## Exercice proposé 1:
Transcrivez fidèlement le passage du texte sur le chômage à Genève, ci-dessous, depuis « Ici aussi, comme » jusqu'à « changement de paradigme. ».

## Texte fourni:

——————

Les chiffres de Genève sont affligeants en comparaison nationale. Et le 5,5 % est encore sous-évalué puisque les "fin de droit" ainsi que ceux qui habitent en France voisine ne sont pas pris en compte. Ainsi on pourrait plutôt parler de 7 à 8 % de chômeurs dans le canton alors que la prospérité de l'arc lémanique est la plus spectaculaire du pays. Pourtant, lorsqu'on écoute les propositions des divers candidats au Conseil d'Etat, on retrouve toujours ces même vieilles recettes qui ne fonctionnent pas.
Ainsi la gauche veut plus d'encadrement, l'aide à la réinsertion, la formation et donc l'augmentation des impôts pour assurer ces prestations. Cercle vicieux qui ponctionne les entreprises et diminue le pouvoir d'achat. La droite continue sa fuite en avant avec le développement de l'attractivité par des conditions fiscales largement contestées, surtout pour les grandes entreprises multinationales qui sont très volatiles et mobiles et qui ne s'encombrent pas d'état d'âme lorsqu'il s'agit d'optimiser les rendements et donc le profit des actionnaires par des délocalisations aussi expéditives que douloureuses. Le centre mou, comme à son habitude, propose une soupe insipide à mi-chemin qui ne convainc personne.
Ici aussi, comme partout d'ailleurs, tout est lié. S'il n'y a pas de solution miracle, notamment par le fait que dorénavant le monde est devenu un village et donc qu'aucun changement radical ne pourra prendre place à un petit endroit de la planète sans qu'il soit phagocyté, il est possible d'initier un mouvement vers un changement de paradigme.
Nous serions d'ailleurs bien inspirés de nous y préparer plutôt que de devoir le subir dans la douleur.
Filière Gymnasiale
Déjà à mon époque, dans les années 70, lorsqu'on quittait le cycle d'orientation, nous étions bien nombreux à ne pas savoir vers quels métiers nous voulions nous diriger. Ainsi, nombre d'entre-nous ont préféré continuer le cursus scolaire en attendant d'y voir plus clair. Aujourd'hui, ça n'a pas beaucoup changé et les parents, qui voudraient offrir un avenir le plus radieux possible à leur progéniture, privilégient souvent le collège et l'uni.

——————

## Enregistrements présentés:
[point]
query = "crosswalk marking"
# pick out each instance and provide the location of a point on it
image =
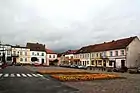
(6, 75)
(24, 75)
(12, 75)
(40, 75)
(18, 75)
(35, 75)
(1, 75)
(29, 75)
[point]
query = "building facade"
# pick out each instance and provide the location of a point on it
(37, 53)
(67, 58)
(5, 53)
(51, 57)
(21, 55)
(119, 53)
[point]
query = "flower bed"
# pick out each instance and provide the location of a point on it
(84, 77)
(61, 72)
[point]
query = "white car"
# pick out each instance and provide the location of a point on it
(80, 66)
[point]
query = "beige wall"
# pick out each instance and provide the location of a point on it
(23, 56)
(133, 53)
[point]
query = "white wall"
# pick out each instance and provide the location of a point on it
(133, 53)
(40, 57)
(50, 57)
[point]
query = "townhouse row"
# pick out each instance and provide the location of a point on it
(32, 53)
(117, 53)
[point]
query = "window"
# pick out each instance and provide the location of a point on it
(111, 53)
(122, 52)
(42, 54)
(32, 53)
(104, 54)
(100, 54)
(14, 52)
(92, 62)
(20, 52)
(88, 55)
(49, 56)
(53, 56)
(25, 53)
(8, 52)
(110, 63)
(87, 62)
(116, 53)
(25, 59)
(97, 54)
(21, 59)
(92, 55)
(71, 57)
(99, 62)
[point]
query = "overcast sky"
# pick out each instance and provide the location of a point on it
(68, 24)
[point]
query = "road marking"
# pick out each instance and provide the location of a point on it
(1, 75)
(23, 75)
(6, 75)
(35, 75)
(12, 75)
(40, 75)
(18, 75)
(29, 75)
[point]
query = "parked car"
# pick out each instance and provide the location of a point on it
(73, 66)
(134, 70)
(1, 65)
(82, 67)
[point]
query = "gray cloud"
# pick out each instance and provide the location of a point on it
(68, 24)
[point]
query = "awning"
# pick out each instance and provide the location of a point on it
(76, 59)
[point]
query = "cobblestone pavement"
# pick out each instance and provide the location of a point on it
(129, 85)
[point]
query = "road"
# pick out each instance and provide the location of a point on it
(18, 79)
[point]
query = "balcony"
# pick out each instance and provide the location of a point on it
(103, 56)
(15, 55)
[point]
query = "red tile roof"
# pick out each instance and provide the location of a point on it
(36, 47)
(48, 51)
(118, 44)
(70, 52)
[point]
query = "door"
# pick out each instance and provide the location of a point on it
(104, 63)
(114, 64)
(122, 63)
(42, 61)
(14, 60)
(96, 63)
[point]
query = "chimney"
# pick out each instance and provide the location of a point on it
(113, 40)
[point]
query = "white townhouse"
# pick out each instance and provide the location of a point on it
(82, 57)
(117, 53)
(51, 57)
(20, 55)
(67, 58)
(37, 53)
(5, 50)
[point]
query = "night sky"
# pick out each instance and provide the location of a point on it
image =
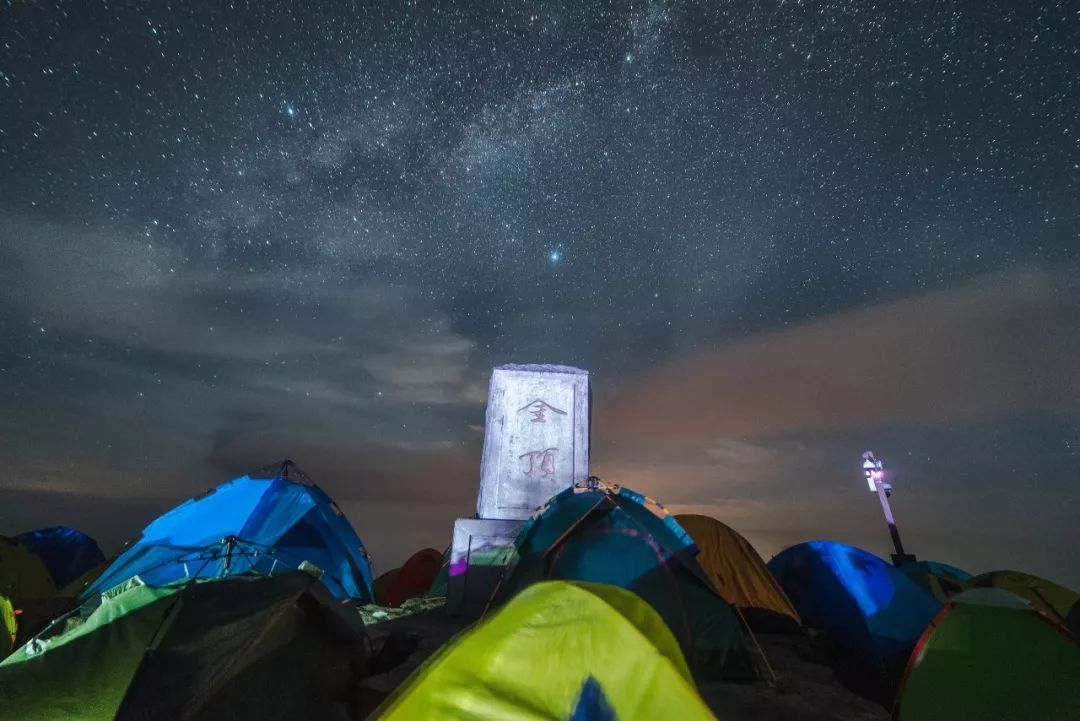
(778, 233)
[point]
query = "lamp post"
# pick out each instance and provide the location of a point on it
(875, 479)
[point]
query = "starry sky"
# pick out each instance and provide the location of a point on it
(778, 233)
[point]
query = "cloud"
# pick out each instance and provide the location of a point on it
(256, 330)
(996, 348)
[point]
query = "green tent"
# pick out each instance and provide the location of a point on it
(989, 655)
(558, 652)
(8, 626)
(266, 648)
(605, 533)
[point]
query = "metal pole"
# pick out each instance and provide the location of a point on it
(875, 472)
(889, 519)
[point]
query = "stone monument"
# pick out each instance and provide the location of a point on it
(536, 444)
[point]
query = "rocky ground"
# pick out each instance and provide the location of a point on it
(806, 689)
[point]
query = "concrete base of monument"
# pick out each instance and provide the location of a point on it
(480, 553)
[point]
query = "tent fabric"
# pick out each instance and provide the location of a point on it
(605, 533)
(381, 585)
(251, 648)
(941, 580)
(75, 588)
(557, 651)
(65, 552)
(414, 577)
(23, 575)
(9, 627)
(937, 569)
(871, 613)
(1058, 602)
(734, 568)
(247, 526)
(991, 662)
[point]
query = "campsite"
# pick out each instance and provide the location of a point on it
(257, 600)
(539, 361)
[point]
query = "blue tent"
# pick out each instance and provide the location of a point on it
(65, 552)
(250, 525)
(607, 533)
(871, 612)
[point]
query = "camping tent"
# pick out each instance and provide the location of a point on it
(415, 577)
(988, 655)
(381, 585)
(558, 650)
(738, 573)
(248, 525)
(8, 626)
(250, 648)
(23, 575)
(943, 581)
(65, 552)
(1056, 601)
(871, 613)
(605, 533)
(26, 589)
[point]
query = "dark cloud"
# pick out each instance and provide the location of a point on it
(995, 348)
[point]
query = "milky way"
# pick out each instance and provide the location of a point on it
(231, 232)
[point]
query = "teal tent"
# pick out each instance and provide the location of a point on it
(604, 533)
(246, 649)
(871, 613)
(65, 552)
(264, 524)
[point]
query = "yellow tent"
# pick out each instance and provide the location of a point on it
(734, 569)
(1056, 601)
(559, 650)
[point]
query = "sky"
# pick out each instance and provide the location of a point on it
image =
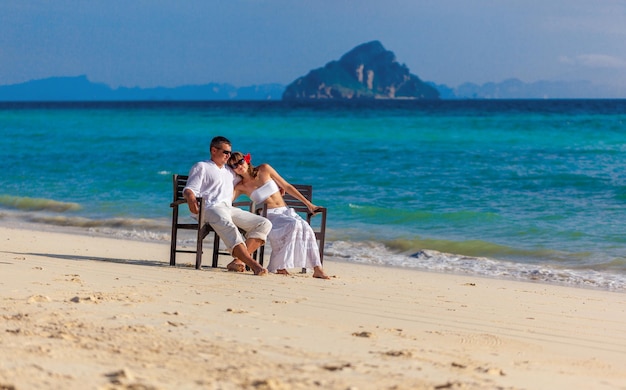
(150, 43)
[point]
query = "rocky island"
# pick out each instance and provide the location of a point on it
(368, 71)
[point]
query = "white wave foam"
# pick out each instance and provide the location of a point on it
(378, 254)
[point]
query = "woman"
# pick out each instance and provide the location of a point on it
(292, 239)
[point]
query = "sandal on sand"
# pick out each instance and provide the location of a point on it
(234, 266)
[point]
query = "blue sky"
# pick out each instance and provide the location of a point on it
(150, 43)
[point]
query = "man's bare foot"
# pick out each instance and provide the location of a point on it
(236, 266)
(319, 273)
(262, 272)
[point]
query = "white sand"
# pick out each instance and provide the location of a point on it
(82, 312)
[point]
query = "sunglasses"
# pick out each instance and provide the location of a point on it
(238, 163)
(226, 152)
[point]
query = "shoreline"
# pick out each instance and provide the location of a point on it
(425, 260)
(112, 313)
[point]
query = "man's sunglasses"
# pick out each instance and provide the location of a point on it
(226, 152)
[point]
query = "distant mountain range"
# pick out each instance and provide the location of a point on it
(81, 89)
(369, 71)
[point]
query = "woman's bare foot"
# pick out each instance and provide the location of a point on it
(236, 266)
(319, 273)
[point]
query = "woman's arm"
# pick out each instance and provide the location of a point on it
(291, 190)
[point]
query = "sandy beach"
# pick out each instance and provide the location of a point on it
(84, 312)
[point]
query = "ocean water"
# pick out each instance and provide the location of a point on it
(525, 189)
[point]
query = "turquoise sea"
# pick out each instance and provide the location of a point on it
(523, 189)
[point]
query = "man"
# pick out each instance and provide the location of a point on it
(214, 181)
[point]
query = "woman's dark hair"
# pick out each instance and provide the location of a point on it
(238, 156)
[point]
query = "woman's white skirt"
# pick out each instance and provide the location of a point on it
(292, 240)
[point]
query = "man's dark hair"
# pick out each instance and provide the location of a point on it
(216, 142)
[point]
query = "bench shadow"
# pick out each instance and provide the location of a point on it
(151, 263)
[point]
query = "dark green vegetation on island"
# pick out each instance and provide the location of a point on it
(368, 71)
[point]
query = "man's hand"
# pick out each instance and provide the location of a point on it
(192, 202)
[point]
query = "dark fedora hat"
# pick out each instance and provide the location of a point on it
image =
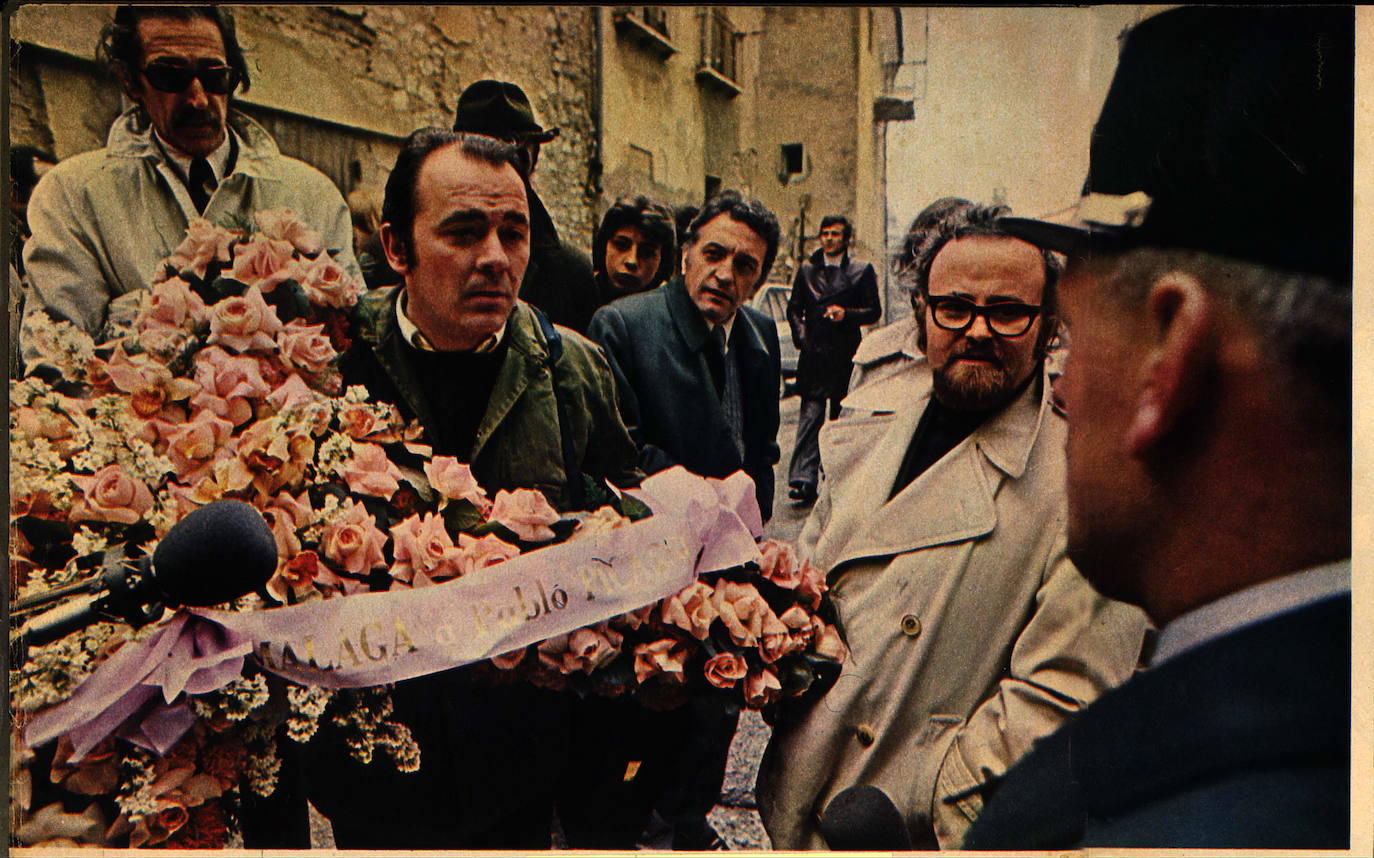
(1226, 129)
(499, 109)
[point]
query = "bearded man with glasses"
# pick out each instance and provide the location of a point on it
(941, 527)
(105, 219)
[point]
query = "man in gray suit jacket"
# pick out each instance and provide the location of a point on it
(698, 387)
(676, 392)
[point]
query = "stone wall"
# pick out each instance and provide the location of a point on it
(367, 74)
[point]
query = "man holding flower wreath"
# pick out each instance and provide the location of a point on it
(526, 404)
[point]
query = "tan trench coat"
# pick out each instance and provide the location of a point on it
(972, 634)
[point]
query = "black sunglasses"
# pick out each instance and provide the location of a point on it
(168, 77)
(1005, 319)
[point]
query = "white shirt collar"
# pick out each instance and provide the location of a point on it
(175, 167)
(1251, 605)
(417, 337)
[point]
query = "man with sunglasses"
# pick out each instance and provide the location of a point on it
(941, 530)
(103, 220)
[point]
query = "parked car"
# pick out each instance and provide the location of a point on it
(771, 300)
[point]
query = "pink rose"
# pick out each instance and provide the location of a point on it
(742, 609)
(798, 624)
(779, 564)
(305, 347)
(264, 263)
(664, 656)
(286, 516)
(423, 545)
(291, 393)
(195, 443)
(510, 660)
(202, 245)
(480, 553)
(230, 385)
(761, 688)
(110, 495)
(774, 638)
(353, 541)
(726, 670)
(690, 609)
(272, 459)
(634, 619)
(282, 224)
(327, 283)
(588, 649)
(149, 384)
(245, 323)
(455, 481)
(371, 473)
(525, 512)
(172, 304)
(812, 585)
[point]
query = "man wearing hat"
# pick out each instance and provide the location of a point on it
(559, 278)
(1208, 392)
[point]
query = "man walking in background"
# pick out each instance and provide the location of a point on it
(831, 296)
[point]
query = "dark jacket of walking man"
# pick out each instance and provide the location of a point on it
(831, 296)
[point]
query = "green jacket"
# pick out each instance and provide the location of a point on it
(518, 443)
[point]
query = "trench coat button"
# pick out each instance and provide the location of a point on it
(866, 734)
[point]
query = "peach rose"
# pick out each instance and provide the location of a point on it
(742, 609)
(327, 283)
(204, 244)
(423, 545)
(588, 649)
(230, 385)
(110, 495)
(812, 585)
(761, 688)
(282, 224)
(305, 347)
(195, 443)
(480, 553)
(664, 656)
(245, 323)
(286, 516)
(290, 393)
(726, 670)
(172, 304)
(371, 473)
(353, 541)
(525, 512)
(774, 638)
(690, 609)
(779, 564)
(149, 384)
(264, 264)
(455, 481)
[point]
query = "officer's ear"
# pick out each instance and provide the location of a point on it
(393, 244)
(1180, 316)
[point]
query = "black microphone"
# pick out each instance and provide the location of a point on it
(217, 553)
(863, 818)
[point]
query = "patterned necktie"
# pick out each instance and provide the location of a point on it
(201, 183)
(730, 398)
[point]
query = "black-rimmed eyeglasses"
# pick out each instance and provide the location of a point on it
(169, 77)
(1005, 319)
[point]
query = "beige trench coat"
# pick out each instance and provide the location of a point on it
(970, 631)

——————

## Exercice proposé 2:
Rassemblez chaque ligne des enregistrements ci-dessus qui contient la chaîne « with ». La casse compte.

## Résultat attendu 1:
Ici aussi, comme partout d'ailleurs, tout est lié. S'il n'y a pas de solution miracle, notamment par le fait que dorénavant le monde est devenu un village et donc qu'aucun changement radical ne pourra prendre place à un petit endroit de la planète sans qu'il soit phagocyté, il est possible d'initier un mouvement vers un changement de paradigme.

## Résultat attendu 2:
query = "bearded man with glasses"
query = "man with sunglasses"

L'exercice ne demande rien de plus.